_Exercise details_
Copy out the lines below exactly, beginning with the line that contains "Pin the flight" and continuing through the end of the items.
───── Given information
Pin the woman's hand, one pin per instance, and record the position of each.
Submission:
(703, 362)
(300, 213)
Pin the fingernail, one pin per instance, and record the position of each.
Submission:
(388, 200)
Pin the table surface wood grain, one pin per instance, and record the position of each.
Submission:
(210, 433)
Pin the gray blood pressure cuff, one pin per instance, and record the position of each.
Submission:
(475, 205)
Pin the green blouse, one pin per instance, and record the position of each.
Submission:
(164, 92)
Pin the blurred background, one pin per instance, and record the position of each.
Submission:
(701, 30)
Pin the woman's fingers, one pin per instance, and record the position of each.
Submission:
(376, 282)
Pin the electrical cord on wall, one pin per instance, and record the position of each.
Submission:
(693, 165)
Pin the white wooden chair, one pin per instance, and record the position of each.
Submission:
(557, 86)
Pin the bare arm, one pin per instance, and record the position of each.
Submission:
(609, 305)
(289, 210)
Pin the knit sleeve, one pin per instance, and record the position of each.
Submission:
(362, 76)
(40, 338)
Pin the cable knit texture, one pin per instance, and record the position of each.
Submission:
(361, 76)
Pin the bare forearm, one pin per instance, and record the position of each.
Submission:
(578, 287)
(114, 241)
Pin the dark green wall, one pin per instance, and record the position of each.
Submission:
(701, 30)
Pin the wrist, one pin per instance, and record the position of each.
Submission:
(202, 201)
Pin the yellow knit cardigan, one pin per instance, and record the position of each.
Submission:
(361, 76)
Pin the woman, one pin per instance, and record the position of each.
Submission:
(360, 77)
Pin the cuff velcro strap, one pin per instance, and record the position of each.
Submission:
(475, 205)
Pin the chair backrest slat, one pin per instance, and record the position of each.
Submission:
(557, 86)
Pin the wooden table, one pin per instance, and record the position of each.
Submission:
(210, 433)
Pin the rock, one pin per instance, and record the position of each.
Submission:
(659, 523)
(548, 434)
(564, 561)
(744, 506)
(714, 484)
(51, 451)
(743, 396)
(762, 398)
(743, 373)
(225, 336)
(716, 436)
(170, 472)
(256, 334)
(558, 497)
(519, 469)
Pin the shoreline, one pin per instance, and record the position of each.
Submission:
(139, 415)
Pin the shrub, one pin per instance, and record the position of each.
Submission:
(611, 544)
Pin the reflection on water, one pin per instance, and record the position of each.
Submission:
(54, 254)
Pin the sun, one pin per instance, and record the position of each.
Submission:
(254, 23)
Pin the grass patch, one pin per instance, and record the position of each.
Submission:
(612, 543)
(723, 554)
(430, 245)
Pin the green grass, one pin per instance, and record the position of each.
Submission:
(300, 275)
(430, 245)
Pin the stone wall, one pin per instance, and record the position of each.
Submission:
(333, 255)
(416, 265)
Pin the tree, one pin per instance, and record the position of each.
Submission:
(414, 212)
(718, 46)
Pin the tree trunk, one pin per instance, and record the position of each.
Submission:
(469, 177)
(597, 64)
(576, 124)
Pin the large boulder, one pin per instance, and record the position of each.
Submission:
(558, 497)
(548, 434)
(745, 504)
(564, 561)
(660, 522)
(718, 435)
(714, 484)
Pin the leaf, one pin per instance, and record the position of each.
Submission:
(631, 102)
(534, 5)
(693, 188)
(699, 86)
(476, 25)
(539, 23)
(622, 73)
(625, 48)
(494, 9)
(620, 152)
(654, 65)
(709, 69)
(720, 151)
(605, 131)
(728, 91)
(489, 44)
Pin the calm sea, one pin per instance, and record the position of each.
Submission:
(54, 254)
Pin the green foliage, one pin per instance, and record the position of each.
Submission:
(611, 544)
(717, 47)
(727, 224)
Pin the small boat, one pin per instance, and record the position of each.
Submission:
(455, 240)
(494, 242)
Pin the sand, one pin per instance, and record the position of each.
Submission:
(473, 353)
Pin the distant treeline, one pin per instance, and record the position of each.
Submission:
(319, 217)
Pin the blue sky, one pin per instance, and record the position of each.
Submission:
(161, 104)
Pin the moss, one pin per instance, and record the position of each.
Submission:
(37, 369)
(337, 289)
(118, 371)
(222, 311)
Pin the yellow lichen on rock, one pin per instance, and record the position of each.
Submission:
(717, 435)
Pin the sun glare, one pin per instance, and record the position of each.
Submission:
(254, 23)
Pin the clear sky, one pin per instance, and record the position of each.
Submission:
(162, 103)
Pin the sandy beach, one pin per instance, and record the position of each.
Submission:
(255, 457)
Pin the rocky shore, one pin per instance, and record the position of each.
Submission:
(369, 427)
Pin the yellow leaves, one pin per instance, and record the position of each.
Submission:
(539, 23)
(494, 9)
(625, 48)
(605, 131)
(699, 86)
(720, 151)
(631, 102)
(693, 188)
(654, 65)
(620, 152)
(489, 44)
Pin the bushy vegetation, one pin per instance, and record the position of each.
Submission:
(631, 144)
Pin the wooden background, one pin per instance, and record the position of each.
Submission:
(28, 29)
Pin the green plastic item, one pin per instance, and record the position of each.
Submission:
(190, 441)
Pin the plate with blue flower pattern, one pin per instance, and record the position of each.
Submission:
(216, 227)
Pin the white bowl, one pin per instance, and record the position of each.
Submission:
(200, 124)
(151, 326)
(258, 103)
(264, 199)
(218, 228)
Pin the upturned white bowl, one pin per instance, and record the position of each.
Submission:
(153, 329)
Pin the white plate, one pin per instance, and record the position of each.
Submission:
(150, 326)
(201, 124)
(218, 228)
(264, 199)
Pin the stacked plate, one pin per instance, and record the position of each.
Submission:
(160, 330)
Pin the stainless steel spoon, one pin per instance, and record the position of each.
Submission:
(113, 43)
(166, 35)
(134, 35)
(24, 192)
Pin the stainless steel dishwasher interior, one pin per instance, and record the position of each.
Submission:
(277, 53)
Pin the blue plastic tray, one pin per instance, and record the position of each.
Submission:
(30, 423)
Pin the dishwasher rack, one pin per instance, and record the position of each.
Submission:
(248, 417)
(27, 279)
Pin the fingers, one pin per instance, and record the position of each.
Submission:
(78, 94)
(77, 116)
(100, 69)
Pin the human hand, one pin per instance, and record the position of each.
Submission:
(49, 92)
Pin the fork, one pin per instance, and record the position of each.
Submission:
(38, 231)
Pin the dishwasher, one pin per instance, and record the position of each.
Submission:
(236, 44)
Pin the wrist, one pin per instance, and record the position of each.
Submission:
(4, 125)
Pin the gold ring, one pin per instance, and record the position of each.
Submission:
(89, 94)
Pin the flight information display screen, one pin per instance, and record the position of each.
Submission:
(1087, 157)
──────────
_Answer to the task_
Pin the flight information display screen, one pin per instance, and record the position of each.
Submission:
(1087, 157)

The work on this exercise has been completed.